WRITTEN REQUEST A:
Could you reproduce the rows, everything from the line containing "the man's ear." down to the end of the rows, keeping every character unchanged?

* BEGIN EXTRACT TO READ *

Guatemala's congress has named to the country's Constitutional Court a judge who is under investigation for obstruction of justice, in a brazen attempt by political mafias to infiltrate the country's highest courts and stack the deck.
On the night of January 26, a bloc of 82 legislators voted along official party lines to elect Judge Mynor Moto to Guatemala's Constitutional Court, various news outlets reported. Moto's election -- he will replace a deceased judge on the five-member court -- was immediately criticized by civil society and opposition groups.
Though he has already been sworn in by Congress, Moto has yet to assume his role on the Constitutional Court. Moto currently faces at least ten legal challenges against him that must be resolved before he can legally take his seat.
The Special Prosecutor’s Office Against Impunity (Fiscalía Especial contra la Impunidad - FECI) in the Guatemalan Attorney General’s Office has investigated Moto in connection to an influence-peddling scheme perpetrated by powerful groups in the election of judges to Guatemala's highest courts, including the country's Constitutional Court, elPeriódico reported. The investigation, known as the 2020 Parallel Commissions, saw the Attorney General’s Office call for the stripping of immunity of 13 judges.

* END EXTRACT TO READ *

WRITTEN REQUEST B:
Can you write out the article on Guatemala's Constitutional Court, everything from "The Special Prosecutor’s" down to "of 13 judges.", with "scheme" changed to "plot"?

* BEGIN DATA LINES *

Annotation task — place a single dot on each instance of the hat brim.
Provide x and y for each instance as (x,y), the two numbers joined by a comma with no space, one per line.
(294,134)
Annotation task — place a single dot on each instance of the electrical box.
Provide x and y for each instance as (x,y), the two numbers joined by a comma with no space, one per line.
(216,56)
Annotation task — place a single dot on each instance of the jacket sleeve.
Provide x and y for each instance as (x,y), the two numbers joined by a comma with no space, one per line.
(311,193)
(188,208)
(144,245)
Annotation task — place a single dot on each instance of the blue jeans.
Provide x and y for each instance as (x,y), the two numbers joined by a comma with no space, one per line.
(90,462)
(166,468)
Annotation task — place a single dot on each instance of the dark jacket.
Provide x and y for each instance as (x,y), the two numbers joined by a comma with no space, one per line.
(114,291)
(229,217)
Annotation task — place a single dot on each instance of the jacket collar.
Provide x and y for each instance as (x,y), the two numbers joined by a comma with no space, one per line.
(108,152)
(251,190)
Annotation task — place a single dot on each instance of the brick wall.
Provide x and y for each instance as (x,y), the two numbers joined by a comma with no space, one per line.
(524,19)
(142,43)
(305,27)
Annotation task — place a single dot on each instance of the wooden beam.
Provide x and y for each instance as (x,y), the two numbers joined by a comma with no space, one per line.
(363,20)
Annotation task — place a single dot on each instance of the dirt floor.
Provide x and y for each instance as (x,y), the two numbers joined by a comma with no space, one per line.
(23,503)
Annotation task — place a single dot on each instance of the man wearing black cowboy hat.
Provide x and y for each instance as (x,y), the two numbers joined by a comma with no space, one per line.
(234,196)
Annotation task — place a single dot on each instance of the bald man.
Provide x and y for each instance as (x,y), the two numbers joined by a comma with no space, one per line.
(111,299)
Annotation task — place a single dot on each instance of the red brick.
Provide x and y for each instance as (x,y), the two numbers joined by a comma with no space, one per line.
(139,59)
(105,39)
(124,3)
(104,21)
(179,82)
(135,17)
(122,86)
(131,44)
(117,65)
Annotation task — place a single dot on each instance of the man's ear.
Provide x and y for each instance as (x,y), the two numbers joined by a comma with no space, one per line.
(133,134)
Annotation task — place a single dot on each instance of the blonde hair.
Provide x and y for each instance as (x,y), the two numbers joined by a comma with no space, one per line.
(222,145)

* END DATA LINES *

EXERCISE RESULT A:
Annotation task — place a single dot on each instance of the man's ear.
Provide x and y for each instance as (x,y), the two numbers joined by a comma with no space, one per line.
(133,134)
Annotation task — place a single dot on each instance of the blonde hair.
Provide x and y for each instance as (x,y), the two numbers joined by a comma with no space, one per line.
(222,145)

EXERCISE RESULT B:
The Special Prosecutor’s Office Against Impunity (Fiscalía Especial contra la Impunidad - FECI) in the Guatemalan Attorney General’s Office has investigated Moto in connection to an influence-peddling plot perpetrated by powerful groups in the election of judges to Guatemala's highest courts, including the country's Constitutional Court, elPeriódico reported. The investigation, known as the 2020 Parallel Commissions, saw the Attorney General’s Office call for the stripping of immunity of 13 judges.